**The tasks**
1/ Answer these questions from the essay on The Seventh Seal, one line each:
(a) In what span of years does the essay place the film's events?
(b) Who ordered the flagellants suppressed in 1349?
(c) In what country were there earlier flagellant movements in the thirteenth century?
2/ Rewrite the paragraph of the essay on The Seventh Seal that begins "Ingmar Bergman’s The Seventh Seal (1957) is" as a short bulleted list that keeps its main facts.
3/ Using the essay on The Seventh Seal, explain in one to three sentences why the flagellants' presence in the film is ahistorical.

The Seventh Seal (1957)
Ingmar Bergman’s The Seventh Seal (1957) is, more than anything, a meditation on death. Beyond the literal presence of Death himself (Bengt Ekerot), the film is steeped in death – from the constant threat of death through the plague to the implied violence and death of the Crusades. The film is set in medieval Sweden (Holland, 266) as plague sweeps through the country. Though no year is given in the film, we can easily situate the film because of what we know about the plague. This puts the film somewhere in the years 1347-1353 (Aberth 2010, xii), during the first major European outbreak of the plague. The Seventh Seal explores the various characters’ attitudes towards death and religion. Through the nihilism of Jöns (Gunnar Bjonstrand), the agnosticism of Antonius Block (Max von Sydow), and the fanaticism of the flagellants, we see a diverse set of highly religious responses to plague and death.
The most visceral religious response to the plague we see is through the flagellants, who are so fearful of death and the plague that they turn to self-inflicted violence as a form of public penance. Death is constantly on their minds. When they arrive in the nearby town, the leader of the flagellants accosts the townspeople by reminding them that death could come for them at any time. The flagellants represent a religious extreme – piety turned fanaticism. The musical cues underscoring their arrival and the frantic camerawork make them appear horrific, almost zombie-like. Bergman aimed to bring about revulsion for this extreme response to the plague, and thus implicitly condemned religious fanaticism as whole. Flagellants were, in fact a very real historical phenomenon. There were earlier flagellant movements in Italy in the thirteenth century (Aberth 2010, 135), but the movement spread in central Europe (including Austria, Hungary, and areas of present-day Germany) with the spread of the plague in 1348-1349 (Aberth 2010, 136). Unlike in the film, real historical flagellants included women and children, not just men (Aberth 2010, 139). There is evidence that flagellants were considered radical in their time, just as Bergman presents them as radical in the film. Indeed, in 1349, Pope Clement VI ordered the flagellants to be suppressed (Aberth 2010, 144) on account on their extremism. The flagellant movement, however, was mainly in continental Europe and thus would not have reached Sweden. Though their presence in the film ahistorical, the flagellants are supposed to highlight the extremity of medieval fanaticism in contrast to modernity.

**Record list**
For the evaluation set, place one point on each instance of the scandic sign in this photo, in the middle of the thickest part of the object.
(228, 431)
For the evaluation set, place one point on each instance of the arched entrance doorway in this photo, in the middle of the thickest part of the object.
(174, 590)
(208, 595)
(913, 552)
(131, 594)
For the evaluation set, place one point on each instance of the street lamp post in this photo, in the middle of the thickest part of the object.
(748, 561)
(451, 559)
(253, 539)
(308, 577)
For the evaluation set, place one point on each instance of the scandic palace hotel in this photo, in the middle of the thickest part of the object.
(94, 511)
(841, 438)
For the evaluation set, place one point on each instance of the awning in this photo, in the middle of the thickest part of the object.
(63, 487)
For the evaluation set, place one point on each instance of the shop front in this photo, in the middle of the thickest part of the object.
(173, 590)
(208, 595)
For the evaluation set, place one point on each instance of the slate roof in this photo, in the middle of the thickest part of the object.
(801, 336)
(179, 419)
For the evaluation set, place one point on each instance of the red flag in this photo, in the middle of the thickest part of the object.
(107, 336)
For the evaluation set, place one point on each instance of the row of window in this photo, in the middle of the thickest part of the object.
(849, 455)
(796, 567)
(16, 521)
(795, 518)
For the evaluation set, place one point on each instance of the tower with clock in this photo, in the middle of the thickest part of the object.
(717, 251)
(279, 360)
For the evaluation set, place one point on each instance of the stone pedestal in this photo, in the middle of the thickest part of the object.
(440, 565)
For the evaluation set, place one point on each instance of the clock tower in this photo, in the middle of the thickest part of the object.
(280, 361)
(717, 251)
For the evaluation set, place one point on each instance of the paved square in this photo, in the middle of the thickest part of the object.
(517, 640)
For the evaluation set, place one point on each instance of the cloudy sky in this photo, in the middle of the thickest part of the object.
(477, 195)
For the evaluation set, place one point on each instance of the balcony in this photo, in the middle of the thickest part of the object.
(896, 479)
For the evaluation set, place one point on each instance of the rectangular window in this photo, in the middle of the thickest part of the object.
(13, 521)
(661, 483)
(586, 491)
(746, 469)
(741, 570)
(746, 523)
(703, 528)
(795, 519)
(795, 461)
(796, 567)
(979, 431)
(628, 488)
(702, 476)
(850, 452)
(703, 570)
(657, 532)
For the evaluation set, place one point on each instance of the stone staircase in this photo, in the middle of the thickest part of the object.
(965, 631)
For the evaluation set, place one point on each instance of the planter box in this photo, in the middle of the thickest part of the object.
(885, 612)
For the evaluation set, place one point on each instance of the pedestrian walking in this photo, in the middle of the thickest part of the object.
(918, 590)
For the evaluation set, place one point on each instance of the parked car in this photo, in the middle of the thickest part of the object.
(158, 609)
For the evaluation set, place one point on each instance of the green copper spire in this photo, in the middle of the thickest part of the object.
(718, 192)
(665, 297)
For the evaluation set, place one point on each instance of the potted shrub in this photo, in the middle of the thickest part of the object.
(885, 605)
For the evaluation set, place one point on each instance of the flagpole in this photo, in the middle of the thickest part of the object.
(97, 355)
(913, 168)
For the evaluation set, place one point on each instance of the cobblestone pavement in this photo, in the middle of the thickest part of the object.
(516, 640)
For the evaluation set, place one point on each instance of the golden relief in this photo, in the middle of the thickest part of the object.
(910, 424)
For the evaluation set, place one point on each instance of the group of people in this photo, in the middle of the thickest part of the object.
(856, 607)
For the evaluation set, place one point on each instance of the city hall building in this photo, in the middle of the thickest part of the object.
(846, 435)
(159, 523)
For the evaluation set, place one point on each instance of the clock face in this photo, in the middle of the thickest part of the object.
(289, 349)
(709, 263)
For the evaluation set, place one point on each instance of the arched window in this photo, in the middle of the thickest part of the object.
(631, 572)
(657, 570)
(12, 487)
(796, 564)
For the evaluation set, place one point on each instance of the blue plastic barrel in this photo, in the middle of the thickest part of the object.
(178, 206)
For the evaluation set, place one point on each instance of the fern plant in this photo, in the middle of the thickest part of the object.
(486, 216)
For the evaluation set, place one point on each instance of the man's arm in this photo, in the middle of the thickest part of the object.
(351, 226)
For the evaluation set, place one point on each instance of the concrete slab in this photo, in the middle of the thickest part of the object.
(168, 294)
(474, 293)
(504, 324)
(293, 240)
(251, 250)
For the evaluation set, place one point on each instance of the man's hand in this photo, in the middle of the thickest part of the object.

**List of solutions**
1/
(a) 1347-1353
(b) Pope Clement VI
(c) Italy

2/
- The film is above all a meditation on death, shown through Death himself (Bengt Ekerot), the plague, and the implied violence of the Crusades.
- It is set in medieval Sweden as plague sweeps the country.
- No year is given, but the plague places it around 1347-1353, during the first major European outbreak.
- It explores the characters' attitudes toward death and religion.
- Jöns (Gunnar Bjonstrand) shows nihilism, Antonius Block (Max von Sydow) agnosticism, and the flagellants fanaticism, forming a range of highly religious responses to plague and death.

3/ The flagellant movement was mainly in continental Europe and so would not have reached Sweden, where the film is set. Bergman includes them anyway to highlight the extremity of medieval fanaticism in contrast to modernity.